### Objective 1
Copy the entries word for word, from their beginning through the line containing "<point>588,614</point>", including both ends. Leave the pictures out of your copy.

### Selected passage
----------------

These stories, I hope, provide the background for why, even as I now live in Texas, that I interact with and build my garden each and every day. I started gardening in the early 2000s when I worked at Whole Foods and would bring home dying plants from the 5 cent shelf. I lived in an old house in the French Place neighborhood, just east of Hyde Park, that had a beautiful front yard just perfect for a first garden. I remember the neighborhood cats would always mess with my plants, and at the time, I did not yet understand the interesting role of a housecat in the garden. (Hint: they think you made it for them). My first real garden was in the Hudson Valley of New York in 2006, when I somehow ended up living in Croton-on-Hudson and spent a few days before I had a job digging out a 30-by-10 foot space in the sun at the top of a hill for a garden. I remember digging and scraping, gazing down at the Croton River, with the Hudson River beyond, and a giant tree at the river’s edge in which lived baby eagles. It was glorious. The rest of the property was consumed by Kudzu, which, if you have never seen, you should Google. There were two rose bushes, which I hacked down to nubs in early March, and then thought I had killed, only to watch them leap into action come April; they exploded with blossoms. In the garden, I planted all the basics and watched my first corn crop grow sky-high, trapping a family of woodchucks one at a time, and releasing them in the park across the river.

----------------

### Extracted data

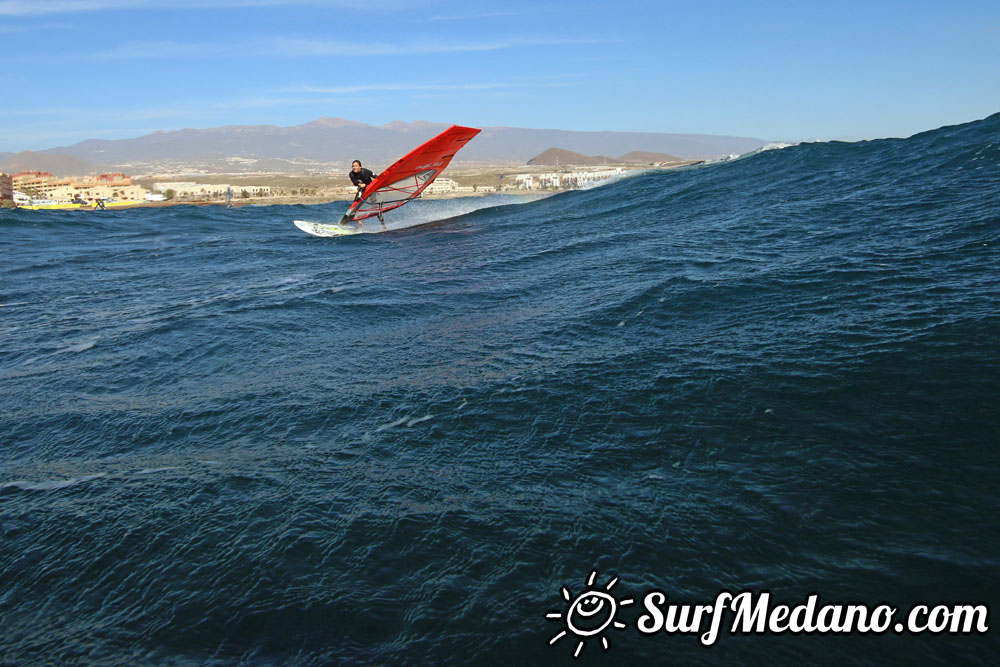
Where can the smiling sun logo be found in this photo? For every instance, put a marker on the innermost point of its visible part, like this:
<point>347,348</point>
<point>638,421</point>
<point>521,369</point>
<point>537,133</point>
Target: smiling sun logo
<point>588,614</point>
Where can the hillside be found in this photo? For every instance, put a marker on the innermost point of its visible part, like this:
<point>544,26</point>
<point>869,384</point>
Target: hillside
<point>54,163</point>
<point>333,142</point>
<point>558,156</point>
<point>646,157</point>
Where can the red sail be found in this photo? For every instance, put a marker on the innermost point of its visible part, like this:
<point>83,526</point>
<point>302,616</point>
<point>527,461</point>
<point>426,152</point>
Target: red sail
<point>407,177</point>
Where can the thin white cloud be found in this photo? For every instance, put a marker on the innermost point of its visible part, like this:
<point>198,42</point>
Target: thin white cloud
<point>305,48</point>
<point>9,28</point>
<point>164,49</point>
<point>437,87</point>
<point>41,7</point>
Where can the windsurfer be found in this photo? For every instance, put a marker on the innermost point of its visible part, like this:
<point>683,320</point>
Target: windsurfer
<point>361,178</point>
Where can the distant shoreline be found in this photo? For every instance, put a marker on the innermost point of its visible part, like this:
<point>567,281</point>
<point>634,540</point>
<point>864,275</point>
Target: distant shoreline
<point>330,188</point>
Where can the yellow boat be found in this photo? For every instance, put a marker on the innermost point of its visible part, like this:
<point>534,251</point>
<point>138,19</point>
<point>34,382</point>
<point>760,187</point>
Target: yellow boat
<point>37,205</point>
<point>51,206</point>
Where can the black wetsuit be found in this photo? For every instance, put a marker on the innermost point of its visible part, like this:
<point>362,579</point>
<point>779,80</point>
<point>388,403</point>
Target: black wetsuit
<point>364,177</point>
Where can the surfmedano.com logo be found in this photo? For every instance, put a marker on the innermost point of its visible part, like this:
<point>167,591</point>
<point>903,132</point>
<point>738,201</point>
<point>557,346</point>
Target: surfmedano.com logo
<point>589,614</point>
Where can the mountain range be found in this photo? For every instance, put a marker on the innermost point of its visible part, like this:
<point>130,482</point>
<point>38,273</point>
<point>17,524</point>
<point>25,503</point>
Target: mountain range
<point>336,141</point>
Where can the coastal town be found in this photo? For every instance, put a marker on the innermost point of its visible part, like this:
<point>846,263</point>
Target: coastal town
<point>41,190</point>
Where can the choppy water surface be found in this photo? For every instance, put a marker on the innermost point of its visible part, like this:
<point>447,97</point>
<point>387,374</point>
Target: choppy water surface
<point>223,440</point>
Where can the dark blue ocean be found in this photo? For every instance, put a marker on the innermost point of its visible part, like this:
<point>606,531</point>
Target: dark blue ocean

----------------

### Objective 2
Extend the gardening recollection, picking up right after its final sentence.

### Right answer 1
Where can the smiling sun logo be found in this photo? For every instance, put a marker on the innermost point of its visible part, like this:
<point>347,348</point>
<point>638,421</point>
<point>521,369</point>
<point>537,133</point>
Target: smiling sun logo
<point>588,614</point>

### Right answer 2
 

Today, my garden is bigger than ever. My husband and I bought a 5-acre parcel with an old house on it about 3 years ago, and we steadily carve it, sculpt it, hack away at it with each passing week. When we bought the place, the house was shrouded on three sides by overgrown hackberry and yaupon trees, and you couldn’t even see the giant brick barns. Most of the property was also overgrown with hackberry, but now, there are trails through 1.5 acres of it. We discovered a giant, old, rambling post oak that was buttressed to the point of being choked by hackberry and mesquite. We chopped those down, cleared the site, and got married underneath it. This year, it roared back into beauteous growth and is covered with healthy, green leaves.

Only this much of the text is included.